#### Exercise instructions
From the records below, copy each line that contains the string "horse". The match is case-sensitive.

#### Recorded data
•••

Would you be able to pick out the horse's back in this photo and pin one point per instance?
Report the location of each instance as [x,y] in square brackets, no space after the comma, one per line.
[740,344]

•••

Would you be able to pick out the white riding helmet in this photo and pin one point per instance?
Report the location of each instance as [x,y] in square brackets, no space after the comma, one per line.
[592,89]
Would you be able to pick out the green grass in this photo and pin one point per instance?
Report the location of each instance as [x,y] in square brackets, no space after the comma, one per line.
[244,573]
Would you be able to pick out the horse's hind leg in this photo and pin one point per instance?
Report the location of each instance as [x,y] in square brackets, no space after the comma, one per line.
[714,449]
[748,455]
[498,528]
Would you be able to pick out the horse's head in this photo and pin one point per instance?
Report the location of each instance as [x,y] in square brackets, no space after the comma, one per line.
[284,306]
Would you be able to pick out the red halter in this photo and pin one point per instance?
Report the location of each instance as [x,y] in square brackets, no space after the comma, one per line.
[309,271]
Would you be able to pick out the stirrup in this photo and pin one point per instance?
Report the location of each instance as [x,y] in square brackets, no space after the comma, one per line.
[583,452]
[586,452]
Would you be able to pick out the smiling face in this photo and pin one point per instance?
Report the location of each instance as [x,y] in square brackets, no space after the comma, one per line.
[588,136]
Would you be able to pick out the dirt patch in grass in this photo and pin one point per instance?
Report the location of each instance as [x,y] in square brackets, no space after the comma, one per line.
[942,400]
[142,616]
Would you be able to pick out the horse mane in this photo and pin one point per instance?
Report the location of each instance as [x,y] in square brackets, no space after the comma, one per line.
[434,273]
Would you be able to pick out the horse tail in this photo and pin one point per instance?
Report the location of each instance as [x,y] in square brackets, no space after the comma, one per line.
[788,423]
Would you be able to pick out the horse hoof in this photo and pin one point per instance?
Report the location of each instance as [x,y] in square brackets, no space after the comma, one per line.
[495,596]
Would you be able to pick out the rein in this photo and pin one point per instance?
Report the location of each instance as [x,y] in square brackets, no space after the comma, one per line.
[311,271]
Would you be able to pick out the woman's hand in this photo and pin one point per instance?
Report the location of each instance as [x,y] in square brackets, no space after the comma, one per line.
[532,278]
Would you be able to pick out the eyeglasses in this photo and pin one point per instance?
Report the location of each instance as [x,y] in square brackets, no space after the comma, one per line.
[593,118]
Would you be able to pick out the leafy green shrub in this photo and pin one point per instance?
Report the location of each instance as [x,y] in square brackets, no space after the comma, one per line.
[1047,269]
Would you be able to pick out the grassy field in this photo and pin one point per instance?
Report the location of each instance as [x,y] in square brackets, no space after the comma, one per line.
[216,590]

•••

#### Right answer
Would you be able to pick out the horse's back in this photo and pin one point per instance?
Would you be able to pick out the horse's hind leg in this photo and pin one point per instance?
Would you be able to pick out the horse's head in this photo and pin one point per instance?
Would you be able to pick out the horse mane in this photo and pin one point per instance?
Would you be able to pick out the horse tail in this photo and pin one point per instance?
Would you be able to pick out the horse hoof in this photo and pin one point per instance?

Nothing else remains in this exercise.